BEGIN Given text

Showing posts with label aging. Show all posts
Showing posts with label aging. Show all posts

Thursday, January 8, 2009

What matters

I have not posted nor responded much lately nor visited my blog friends. Been busy. Will get to it.

***

With each passing year -- and yes, I am still quite young -- I become more aware that the greatest challenge of a person's life may well be this: how one responds to the reality of aging and the certainty of death.

Perhaps that sounds morbid. But I didn't invent the concept.

One can Botox from head to toe, squeeze into clothes designed for teenagers or sport a toupee -- and fool no one.

Or the opposite: One can let one's appearance slip to a frightful state, dressing like Hapless Harry or Frumpy Fran in oversized plaids and pastels and never trimming one's nose hair.

But one can also choose to walk the middle road, of staying clean and presentable without screaming for attention, being attractive for one's age and as fit as it is still possible to be.

Pain will come. Nobody will like your kind of music anymore. Your glory day stories will become boring. How will you deal with it? Will you become a complainer, a recluse, a grouch, a crank, a crone? Will you become obsessed with death, feeling intensely sorry for yourself and insisting to all and sundry on a daily basis that you are surely dying?

This week, an old friend of mine, a mentor to me when I first joined the staff of a local newspaper, passed away. His health had been poor even back then, but he still worked hard, stayed involved in his community and looked for ways to be of service whenever he could.

I will never forget when he drove all the way from another city when my car broke down and nobody at my then-office could be bothered to help me get home.

He was a good man -- no, a great man -- all the way up to the very end. Still jovial and loving the next-to-last time that I ever saw him, though confined to a hospital bed. Silent and virtually comatose the very last time I saw him, but that was no fault of his own: he was finally on his way out, after years of physical suffering -- a subject upon which he never dwelt.

Monday, November 3, 2008

Woman being beautiful

I was out on a lunchtime errand today and was taking a cellphone call from my car in a shopping center parking lot.

Noticed a vehicle going in slow circles, angling for a close-to-the-door spot. Nothing unusual about that.

Looked up a few seconds later and noticed the lovely red-headed Lady who had been driving the car was now parked in a disabled parking spot -- that's what She was looking for! -- and was unfolding a sort of chair apparatus.

Looked up again and saw that the apparatus was a portable wheelchair into which She carefully set a frail and ancient Woman.

END Given text
BEGIN Supplied material

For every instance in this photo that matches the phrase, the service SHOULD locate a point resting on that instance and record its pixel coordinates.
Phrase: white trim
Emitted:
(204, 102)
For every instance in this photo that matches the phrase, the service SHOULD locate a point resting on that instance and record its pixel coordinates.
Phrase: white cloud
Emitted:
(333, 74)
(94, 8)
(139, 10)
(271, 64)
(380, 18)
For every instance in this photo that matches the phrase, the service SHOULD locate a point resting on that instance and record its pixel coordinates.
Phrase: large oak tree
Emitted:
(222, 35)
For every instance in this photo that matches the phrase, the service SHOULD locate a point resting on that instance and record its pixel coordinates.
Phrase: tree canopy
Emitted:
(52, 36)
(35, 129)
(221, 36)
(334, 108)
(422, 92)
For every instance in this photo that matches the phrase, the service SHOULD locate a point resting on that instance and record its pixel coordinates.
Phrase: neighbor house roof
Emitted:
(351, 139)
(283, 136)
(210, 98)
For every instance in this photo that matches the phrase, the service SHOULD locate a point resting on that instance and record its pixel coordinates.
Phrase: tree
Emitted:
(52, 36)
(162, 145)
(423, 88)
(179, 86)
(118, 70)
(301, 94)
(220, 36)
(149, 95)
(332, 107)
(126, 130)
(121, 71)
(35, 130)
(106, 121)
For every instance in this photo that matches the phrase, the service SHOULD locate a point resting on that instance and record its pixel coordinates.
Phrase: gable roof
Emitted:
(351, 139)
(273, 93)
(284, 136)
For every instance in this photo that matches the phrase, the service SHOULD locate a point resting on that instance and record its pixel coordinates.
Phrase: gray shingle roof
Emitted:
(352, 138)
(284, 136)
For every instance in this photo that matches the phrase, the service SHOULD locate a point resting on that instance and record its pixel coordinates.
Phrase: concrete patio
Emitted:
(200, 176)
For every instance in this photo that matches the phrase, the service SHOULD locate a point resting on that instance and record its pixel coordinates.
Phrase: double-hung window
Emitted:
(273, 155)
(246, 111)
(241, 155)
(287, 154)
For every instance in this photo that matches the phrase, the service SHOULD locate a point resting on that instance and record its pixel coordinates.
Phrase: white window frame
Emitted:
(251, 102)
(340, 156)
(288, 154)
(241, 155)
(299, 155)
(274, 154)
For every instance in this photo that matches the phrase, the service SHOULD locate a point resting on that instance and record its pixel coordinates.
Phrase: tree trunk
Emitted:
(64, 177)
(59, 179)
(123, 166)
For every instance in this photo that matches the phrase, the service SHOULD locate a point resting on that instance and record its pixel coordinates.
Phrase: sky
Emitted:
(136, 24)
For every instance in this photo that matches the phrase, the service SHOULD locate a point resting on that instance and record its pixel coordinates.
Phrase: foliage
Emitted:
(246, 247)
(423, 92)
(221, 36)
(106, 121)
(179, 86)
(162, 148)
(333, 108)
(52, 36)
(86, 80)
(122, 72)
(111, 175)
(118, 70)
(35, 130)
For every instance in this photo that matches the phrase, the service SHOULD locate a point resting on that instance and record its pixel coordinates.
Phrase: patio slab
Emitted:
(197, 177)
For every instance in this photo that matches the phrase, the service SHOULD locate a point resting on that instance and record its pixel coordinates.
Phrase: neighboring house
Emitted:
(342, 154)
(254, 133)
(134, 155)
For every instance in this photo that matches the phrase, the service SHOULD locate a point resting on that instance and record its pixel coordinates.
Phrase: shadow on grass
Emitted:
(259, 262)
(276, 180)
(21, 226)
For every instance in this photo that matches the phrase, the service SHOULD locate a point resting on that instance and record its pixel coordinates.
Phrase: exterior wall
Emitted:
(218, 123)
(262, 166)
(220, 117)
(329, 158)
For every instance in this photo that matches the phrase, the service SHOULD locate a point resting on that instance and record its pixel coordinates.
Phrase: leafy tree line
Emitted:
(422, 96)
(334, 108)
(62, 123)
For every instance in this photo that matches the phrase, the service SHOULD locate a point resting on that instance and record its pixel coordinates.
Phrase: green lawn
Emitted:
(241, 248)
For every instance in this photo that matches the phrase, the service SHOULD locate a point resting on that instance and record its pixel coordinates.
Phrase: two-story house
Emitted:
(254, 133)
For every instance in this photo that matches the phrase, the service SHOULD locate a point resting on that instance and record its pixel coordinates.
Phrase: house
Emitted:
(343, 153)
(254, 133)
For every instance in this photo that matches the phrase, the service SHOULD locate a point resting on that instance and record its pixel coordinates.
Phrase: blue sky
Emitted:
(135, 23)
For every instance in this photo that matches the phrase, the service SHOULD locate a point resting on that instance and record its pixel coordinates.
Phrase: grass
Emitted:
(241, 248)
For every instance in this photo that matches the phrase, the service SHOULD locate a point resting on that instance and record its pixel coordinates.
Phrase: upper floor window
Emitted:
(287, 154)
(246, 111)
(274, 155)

END Supplied material
BEGIN Supplied material

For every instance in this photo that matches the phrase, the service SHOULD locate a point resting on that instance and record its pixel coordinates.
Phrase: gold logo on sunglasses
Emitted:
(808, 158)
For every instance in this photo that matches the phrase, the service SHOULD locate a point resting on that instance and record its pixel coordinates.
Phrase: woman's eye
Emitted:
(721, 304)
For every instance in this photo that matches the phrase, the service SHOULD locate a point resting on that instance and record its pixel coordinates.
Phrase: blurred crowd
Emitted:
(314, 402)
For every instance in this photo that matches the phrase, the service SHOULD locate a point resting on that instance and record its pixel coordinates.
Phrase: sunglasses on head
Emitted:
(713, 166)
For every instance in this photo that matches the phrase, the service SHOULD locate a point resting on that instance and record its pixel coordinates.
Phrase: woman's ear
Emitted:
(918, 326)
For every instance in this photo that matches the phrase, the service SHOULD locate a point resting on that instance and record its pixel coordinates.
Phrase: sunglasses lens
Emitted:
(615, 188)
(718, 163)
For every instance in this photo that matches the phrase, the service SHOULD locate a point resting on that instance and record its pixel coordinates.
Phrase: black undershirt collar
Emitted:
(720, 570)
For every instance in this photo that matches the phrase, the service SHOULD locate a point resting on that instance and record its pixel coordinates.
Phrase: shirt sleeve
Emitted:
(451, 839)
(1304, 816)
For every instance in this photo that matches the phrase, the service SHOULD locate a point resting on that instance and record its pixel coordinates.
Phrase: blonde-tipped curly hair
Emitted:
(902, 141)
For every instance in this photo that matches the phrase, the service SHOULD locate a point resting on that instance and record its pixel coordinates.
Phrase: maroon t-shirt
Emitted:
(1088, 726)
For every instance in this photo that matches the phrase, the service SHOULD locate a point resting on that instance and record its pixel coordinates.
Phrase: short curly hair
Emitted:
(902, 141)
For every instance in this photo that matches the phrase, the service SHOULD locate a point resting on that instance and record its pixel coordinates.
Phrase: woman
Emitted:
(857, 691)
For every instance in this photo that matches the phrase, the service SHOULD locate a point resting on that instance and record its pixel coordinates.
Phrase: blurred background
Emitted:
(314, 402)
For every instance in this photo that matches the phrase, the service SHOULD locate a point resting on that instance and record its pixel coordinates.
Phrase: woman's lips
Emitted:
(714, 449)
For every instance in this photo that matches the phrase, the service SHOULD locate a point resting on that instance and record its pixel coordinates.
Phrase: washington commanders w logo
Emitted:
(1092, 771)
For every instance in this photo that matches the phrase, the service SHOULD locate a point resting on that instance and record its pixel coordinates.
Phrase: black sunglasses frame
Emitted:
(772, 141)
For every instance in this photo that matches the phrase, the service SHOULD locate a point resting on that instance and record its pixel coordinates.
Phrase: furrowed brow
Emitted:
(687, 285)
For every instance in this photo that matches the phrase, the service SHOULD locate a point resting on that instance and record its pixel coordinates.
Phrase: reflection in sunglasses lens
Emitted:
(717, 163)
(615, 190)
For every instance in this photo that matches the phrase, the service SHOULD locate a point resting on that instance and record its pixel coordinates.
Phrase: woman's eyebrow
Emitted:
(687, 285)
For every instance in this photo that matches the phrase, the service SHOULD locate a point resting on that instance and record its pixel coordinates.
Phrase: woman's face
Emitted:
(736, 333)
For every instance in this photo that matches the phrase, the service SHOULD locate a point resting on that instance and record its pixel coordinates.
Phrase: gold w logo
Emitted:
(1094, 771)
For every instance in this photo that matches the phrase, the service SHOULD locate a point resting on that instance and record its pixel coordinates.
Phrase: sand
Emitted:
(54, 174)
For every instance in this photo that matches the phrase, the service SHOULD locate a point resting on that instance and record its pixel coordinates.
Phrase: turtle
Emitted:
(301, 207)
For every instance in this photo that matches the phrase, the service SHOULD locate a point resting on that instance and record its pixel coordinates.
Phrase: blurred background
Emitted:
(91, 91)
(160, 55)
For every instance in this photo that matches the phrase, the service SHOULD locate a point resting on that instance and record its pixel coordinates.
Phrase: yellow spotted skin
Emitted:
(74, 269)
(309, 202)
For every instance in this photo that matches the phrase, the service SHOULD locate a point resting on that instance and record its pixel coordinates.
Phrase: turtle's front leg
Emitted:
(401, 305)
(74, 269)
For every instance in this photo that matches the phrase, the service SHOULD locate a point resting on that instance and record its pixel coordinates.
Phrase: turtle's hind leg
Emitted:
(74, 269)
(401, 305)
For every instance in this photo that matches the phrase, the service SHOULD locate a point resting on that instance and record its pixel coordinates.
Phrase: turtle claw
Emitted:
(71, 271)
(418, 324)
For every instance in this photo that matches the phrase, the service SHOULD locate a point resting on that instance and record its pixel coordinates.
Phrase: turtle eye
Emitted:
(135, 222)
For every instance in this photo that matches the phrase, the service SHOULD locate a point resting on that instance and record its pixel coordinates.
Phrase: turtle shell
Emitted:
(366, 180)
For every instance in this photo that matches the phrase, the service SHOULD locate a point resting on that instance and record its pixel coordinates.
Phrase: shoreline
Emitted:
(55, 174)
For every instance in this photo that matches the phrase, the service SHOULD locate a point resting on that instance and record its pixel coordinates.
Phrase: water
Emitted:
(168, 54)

END Supplied material

What you have to do: Carry the blog posts on aging forward from their final sentence, the one about the frail and ancient Woman being set in the portable wheelchair.

Written reply:
And then They two disappeared into Macy's.

It is a beautiful thing and a necessary thing to care for our aged ones. And that includes not just trips to the doctor and the drugstore but also, every now and then, to Macy's.

People, especially older folks, need to feel that they are more than a biological depository for pills -- that they can still get out and shop for perfume or a pretty outfit like any other human being.

Wednesday, August 1, 2007

Where I went

I picked up my old friend tonight and drove him to see his Wife at the convalescent center.

Can I tell you, I hate those places. I hate the smell of them and the sad sight of shriveled human beings waiting around to die or moaning in their misery.

Some old gentleman was fighting with a nurse:

"Take your hands off me! Are you crazy? I know where I'm going!"

Five years ago, he could have been the master gardener of his neighborhood, with an adoring grandson in tow as he strutted through his neighborhood. Twenty years ago, he could have been a football coach or a lawyer or the kindly clerk at the corner store. Now he is just a confused old man who thinks his nurse is the one with the messed-up head.

My friend walked into his Wife's room, past Her roommate who was babbling something incoherent. He sat beside Her and held Her hand and never let go for 45 minutes until She finally said, "Boys, I'm falling asleep." Our cue to go.

She will not be in this world much longer and then what will happen to him?

Someone once said, old age is not for sissies. I've got a while to go but I still think about it and dread it. I don't care about wrinkles or grey hair -- but I don't want to be so weak that I can't fight off some 16-year old mugger or open a pickle jar. I don't want to lose my mind and cry out for people who've been dead 3o years.